Exercise directions: Retype the records below from their first line through the line containing "10L0 11V180L25 154L112", and include nothing else.

Segmentation mask data

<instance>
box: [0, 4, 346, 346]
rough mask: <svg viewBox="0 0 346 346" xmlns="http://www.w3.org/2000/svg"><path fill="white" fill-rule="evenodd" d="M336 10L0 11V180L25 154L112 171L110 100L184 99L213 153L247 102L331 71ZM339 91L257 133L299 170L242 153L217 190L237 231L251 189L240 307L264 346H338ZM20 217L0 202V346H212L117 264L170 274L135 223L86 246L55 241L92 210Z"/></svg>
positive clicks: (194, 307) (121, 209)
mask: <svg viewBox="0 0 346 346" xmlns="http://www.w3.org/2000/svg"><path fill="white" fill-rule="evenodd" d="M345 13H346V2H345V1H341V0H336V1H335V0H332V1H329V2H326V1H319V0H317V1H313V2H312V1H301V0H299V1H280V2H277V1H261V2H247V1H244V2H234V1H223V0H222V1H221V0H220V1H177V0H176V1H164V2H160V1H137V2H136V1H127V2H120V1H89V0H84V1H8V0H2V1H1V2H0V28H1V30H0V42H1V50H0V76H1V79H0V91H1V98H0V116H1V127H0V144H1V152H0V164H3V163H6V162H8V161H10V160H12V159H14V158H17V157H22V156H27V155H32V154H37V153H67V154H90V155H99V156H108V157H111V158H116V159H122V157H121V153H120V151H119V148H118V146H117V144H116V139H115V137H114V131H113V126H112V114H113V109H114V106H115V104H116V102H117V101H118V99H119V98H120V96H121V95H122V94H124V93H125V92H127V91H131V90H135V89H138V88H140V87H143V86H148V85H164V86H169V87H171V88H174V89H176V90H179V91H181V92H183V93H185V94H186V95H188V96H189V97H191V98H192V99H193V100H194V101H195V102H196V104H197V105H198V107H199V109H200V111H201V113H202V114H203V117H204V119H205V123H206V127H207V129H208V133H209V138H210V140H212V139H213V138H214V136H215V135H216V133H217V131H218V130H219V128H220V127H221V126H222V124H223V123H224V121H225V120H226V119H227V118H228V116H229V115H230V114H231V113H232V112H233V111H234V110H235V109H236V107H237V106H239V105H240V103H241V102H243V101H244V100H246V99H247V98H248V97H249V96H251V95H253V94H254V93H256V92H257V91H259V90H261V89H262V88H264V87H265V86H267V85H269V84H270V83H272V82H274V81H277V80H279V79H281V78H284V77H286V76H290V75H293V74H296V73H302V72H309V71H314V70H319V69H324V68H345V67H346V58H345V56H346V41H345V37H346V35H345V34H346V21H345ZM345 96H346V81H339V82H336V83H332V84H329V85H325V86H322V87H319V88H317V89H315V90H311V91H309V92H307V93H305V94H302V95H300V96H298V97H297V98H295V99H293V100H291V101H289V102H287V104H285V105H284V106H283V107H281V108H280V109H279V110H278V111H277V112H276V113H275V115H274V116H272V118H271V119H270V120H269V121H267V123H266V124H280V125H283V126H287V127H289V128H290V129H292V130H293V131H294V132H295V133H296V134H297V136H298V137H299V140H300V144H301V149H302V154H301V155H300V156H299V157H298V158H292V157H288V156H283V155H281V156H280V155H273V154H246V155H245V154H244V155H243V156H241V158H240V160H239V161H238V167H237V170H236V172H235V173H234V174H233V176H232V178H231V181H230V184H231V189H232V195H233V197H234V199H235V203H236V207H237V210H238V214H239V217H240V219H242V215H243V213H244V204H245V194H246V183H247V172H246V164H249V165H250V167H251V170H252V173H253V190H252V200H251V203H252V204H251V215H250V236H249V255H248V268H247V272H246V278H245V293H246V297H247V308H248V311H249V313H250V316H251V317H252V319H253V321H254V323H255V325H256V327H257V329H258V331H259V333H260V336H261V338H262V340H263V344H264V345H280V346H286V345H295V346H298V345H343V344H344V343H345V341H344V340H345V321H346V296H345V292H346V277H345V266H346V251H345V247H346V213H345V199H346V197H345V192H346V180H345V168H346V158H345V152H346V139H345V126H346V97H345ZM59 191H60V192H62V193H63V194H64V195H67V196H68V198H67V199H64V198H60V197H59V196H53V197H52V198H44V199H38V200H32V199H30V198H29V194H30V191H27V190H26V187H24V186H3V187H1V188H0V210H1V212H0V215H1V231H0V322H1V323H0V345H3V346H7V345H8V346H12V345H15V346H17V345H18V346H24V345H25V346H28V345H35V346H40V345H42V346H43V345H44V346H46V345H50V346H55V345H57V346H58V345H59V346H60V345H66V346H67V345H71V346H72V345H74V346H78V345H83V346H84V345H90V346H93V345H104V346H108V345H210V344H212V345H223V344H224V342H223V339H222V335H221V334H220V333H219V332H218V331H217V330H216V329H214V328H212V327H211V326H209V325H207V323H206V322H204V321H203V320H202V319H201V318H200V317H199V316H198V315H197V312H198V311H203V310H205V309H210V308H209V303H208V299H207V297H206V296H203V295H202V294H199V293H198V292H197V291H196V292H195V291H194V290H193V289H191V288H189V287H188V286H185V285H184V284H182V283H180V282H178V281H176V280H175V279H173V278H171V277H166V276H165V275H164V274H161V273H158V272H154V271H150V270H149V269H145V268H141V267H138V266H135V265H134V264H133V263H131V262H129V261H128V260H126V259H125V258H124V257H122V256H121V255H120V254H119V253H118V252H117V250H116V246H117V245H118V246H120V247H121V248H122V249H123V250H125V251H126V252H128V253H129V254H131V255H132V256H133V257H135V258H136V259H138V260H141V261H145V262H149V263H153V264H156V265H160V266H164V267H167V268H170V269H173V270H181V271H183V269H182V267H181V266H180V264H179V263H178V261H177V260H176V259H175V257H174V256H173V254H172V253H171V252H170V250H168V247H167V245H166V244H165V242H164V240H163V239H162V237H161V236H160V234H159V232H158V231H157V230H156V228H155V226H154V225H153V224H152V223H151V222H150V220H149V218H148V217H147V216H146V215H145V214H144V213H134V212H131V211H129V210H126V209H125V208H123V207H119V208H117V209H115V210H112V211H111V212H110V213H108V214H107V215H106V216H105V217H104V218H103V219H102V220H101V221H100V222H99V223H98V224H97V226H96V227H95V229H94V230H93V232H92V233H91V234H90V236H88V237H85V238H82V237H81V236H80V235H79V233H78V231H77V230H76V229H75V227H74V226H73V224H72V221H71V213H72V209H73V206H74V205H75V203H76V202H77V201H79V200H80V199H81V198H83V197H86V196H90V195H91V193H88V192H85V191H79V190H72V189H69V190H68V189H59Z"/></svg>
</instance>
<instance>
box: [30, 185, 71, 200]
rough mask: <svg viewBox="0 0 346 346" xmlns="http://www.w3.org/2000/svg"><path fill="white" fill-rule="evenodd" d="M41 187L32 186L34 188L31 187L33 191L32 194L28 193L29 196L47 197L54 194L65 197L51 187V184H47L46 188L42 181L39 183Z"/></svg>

Solution for this exercise:
<instance>
box: [0, 4, 346, 346]
rough mask: <svg viewBox="0 0 346 346" xmlns="http://www.w3.org/2000/svg"><path fill="white" fill-rule="evenodd" d="M336 10L0 11V180L25 154L112 171L110 100L184 99L213 153L247 102L331 71ZM339 91L257 133L299 170L242 153L217 190L237 231L251 189L240 307L264 346H338ZM20 217L0 202V346H212L117 264L170 274L135 223L86 246L55 241L92 210Z"/></svg>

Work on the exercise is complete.